____ Supplied material
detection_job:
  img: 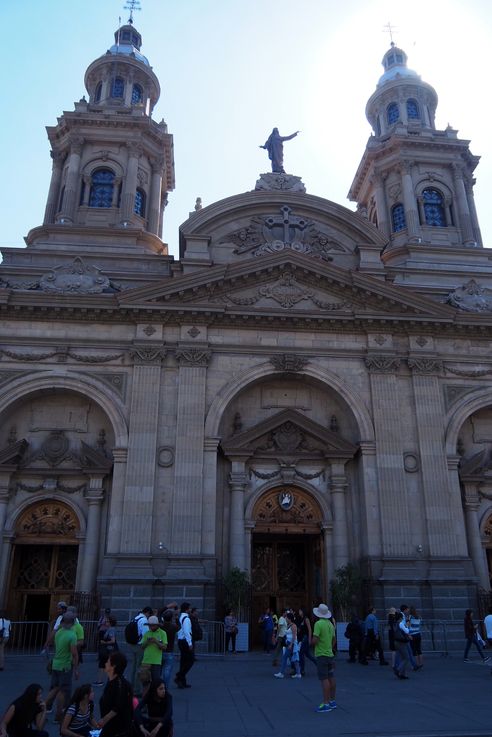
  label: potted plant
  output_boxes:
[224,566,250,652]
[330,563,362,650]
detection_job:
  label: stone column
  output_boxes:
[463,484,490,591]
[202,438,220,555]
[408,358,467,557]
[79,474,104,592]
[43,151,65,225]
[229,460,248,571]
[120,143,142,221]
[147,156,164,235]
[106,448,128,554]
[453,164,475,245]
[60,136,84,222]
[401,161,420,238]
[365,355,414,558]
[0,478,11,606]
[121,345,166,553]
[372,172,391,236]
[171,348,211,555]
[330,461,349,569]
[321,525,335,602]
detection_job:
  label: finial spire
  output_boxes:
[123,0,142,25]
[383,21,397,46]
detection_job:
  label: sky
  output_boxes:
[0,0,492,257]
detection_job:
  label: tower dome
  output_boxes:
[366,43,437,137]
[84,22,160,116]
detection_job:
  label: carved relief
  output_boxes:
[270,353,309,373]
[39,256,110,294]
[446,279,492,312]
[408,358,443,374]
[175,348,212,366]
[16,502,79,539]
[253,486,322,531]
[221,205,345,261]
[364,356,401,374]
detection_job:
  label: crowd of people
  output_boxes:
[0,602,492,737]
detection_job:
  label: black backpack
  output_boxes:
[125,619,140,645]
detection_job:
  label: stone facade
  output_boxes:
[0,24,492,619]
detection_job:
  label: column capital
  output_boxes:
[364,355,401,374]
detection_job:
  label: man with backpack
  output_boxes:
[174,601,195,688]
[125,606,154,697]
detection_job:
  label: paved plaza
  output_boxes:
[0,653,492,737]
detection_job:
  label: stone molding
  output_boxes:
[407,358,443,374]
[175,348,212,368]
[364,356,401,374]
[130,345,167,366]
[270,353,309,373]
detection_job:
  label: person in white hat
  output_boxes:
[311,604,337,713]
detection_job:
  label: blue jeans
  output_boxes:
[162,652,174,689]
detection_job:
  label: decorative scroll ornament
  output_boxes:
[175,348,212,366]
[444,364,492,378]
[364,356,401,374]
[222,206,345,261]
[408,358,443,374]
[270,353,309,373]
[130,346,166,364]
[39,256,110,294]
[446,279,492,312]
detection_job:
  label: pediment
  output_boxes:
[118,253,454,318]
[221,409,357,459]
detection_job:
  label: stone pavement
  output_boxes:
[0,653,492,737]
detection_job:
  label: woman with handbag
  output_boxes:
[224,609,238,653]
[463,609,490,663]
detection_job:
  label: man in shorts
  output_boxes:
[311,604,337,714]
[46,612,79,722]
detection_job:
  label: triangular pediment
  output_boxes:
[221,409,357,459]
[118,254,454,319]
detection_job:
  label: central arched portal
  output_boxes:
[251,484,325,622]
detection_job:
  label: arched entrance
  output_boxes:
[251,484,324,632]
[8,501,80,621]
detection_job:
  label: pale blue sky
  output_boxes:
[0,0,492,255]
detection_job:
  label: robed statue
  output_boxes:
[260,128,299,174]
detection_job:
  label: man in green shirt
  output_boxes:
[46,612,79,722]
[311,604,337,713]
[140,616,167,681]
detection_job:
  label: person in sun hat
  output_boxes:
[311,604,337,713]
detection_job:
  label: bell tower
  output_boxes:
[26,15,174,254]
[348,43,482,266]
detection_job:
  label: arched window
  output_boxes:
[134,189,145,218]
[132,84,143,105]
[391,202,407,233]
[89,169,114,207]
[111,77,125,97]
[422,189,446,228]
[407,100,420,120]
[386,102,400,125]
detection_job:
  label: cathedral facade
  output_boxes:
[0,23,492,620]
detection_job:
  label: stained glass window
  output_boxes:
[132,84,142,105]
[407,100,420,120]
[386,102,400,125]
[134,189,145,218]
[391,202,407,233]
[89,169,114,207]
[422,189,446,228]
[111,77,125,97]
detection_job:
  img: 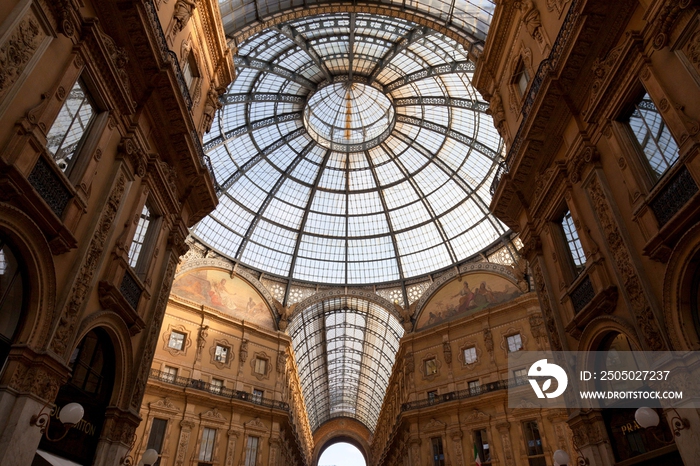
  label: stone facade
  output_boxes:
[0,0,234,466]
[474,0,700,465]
________
• _Description of the task_
Please list every line in the records above that contains the string "arched", counting only matches with the same uppercase and lowercase letters.

• _Exercise answer_
  label: central arched portal
  label: arched entrance
  label: arched window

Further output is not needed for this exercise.